-- Begin EXTRACT PROVIDED --

By Sanjay Doshi & Vinay Narkar
The RBI-constituted working group on digital lending recommends, in its recently submitted report, the setting up of an independent body styled as Digital India Trust Agency (DIGITA) to verify digital lending applications (DLAs) and ensure continuous surveillance of verified DLA along with setting up of a self-regulatory organisation (SRO) covering the participants in the digital lending ecosystem to identify fake/unauthorised lending apps or websites by using the whitelist created.
Setting up an SRO is a step forward and publishing a list of lending service providers (LSPs) engaged by regulated entities (REs) on their website through an SRO code of conduct will bring in better transparency from the customer’s point of view. But expectations on the effectiveness of regulating institutions by the SRO may be in the moderate territory. While the public register of ‘verified’ apps maintained by DIGITA is a welcome idea, the need of the hour is a framework that outlines the triggers when approvals are needed after DLAs achieve a certain level of threshold so that entry is not restricted and, at the same time, scaling up is closely monitored.
The recommendations restricting balance sheet lending through DLAs to REs and the prohibitions on synthetic structures are aimed at discontinuing the practice of ‘rent-an-NBFC’ model. Discontinuance of first loss default guarantee (FLDG) model may slow down digital-lending growth, especially in the small and medium ticket-size segments as traditional banks/NBFCs may not take the required risks in absence of FLDG. This would impact the pure lending fintechs or LSPs, as they will need NBFC licence if the FLDG model is discontinued.

-- End EXTRACT PROVIDED --

» INSTRUCTION 1
Return the passage on digital lending from "Setting up an" to "is closely monitored.".
» INSTRUCTION 2
In the passage on digital lending, what name is proposed for the independent body that would verify digital lending applications?

-- Begin MATERIAL PROVIDED --

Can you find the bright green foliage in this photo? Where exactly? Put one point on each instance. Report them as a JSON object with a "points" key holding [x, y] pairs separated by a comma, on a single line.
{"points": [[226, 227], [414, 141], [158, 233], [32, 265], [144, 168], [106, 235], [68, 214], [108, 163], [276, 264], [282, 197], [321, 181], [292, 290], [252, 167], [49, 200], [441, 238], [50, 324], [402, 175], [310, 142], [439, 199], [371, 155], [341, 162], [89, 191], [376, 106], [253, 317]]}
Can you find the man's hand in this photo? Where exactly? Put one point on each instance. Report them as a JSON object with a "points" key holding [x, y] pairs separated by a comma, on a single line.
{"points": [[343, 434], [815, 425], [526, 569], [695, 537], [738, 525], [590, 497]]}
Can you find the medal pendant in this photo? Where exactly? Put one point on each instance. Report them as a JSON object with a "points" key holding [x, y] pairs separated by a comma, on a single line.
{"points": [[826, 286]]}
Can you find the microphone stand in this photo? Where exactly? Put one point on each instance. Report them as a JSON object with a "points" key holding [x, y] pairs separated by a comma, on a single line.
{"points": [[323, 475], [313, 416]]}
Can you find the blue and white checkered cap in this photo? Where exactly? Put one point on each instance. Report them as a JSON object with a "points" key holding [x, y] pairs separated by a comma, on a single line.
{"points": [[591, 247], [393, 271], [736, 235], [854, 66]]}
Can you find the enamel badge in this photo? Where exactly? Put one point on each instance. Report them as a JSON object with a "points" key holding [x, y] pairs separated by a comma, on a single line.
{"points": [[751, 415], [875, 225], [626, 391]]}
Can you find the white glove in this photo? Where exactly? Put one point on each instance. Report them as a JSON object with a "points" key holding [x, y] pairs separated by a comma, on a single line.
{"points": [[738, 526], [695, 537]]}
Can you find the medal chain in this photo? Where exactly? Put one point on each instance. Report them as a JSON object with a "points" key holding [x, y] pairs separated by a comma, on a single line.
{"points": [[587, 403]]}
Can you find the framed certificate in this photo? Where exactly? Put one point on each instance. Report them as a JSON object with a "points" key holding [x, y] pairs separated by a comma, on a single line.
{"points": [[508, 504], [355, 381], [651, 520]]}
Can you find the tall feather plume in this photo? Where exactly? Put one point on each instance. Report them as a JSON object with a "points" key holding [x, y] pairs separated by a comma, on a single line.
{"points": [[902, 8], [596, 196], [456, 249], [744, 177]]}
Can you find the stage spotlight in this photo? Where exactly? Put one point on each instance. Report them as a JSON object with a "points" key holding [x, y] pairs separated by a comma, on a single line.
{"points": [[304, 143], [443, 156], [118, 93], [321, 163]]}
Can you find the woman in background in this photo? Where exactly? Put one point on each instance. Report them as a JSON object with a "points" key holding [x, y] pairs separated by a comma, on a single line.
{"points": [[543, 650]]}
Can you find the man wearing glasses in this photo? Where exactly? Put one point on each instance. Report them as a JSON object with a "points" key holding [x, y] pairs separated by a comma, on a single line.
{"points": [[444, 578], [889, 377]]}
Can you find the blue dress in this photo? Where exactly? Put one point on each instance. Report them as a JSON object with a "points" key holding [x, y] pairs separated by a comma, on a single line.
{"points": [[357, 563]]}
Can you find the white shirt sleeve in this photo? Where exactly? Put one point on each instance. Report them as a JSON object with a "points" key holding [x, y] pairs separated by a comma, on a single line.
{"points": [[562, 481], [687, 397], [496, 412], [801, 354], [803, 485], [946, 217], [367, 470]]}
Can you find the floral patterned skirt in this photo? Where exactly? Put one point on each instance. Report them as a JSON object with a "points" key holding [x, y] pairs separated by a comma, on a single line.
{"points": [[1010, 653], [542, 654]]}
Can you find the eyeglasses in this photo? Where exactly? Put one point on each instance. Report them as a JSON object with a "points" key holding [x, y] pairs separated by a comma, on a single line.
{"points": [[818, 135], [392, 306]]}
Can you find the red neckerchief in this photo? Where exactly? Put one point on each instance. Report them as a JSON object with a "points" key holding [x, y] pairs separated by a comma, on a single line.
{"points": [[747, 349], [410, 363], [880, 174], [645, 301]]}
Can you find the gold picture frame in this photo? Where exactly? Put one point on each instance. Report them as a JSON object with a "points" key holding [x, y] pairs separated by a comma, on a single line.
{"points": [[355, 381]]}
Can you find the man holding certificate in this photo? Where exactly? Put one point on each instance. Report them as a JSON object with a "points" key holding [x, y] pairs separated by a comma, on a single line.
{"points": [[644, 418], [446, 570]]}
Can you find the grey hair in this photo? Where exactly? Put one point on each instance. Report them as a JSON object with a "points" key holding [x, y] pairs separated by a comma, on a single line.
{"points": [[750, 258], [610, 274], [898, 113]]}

-- End MATERIAL PROVIDED --

» PROBLEM SOLUTION 1
Setting up an SRO is a step forward and publishing a list of lending service providers (LSPs) engaged by regulated entities (REs) on their website through an SRO code of conduct will bring in better transparency from the customer’s point of view. But expectations on the effectiveness of regulating institutions by the SRO may be in the moderate territory. While the public register of ‘verified’ apps maintained by DIGITA is a welcome idea, the need of the hour is a framework that outlines the triggers when approvals are needed after DLAs achieve a certain level of threshold so that entry is not restricted and, at the same time, scaling up is closely monitored.

» PROBLEM SOLUTION 2
Digital India Trust Agency (DIGITA)